Schweden unterbreitet Kompromissvorschlag

VS – 05/2023

Die EU-Kommission hat am 9. Dezember 2021 einen Richtlinienentwurf zur Verbesserung der Arbeitsbedingungen in der Plattformarbeit vorgelegt. Hintergrund ist, dass Plattformarbeitskräfte häufig als Selbstständige eingestuft werden und in den meisten europäischen Rechtssystemen daher keinen oder nur einen begrenzten Zugang zu Sozialversicherungssystemen haben. Mit Hilfe der Richtlinie (RL) sollen einheitliche Kriterien für eine bessere Abgrenzung der Plattformen als etwaige Arbeitgeber zur Verfügung gestellt werden.

Während das Europäische Parlament am 2. Februar seinen Standpunkt verabschiedet hat, ist es unter der tschechischen Präsidentschaft nicht gelungen, im Rat einen Kompromiss zu finden. Die schwedische Ratspräsidentschaft hat nun einen neuen Kompromissvorschlag vorgelegt.

Gesetzliche Beschäftigungsvermutung

Zwischen den Mitgliedstaaten sind vor allem die Regelungen zur Vermutung des Arbeitnehmerstatus strittig; die Europäische Kommission benennt in dem RL-Entwurf Kriterien anhand derer der Arbeitnehmerstatus geprüft werden kann. Wenn zwei der Kriterien vorliegen, liegt eine Beschäftigung vor und die „Beschäftigungsvermutung“ muss durch ein Verwaltungsverfahren, inkl. rechtlicher Überprüfungsmöglichkeit, abgesichert werden. Die schwedische Präsidentschaft versucht einen Kompromiss zwischen den Befürwortern des Richtlinienvorschlags und den Ländern zu finden, aus deren Sicht die Optionen für eine Selbständigkeit zu stark begrenzt werden.

*Bereitgestelltes Material*.
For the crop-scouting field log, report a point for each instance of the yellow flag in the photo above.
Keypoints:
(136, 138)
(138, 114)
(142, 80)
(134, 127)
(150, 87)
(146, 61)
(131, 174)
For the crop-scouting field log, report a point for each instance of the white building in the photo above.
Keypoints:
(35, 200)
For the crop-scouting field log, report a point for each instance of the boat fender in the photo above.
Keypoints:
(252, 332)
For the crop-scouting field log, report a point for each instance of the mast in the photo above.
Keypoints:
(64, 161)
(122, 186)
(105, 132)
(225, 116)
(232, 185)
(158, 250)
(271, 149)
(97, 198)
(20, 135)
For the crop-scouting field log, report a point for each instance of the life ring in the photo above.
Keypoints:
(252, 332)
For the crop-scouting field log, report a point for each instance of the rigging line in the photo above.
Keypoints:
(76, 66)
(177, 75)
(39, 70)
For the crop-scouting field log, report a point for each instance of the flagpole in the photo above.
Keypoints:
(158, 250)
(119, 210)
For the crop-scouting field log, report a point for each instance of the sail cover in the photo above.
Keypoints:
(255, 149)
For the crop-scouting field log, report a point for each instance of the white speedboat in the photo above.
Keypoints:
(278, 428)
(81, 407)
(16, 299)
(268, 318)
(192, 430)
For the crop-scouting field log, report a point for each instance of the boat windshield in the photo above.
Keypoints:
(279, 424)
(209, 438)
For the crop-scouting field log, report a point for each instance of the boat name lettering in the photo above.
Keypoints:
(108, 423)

*Aufgabenstellung*. An welchem Datum hat die EU-Kommission laut dem Text über die Plattformarbeit ihren Richtlinienentwurf vorgelegt? Stützen Sie sich ausschließlich auf den Text über die Plattformarbeit.

*Antwortfeld*. Am 9. Dezember 2021.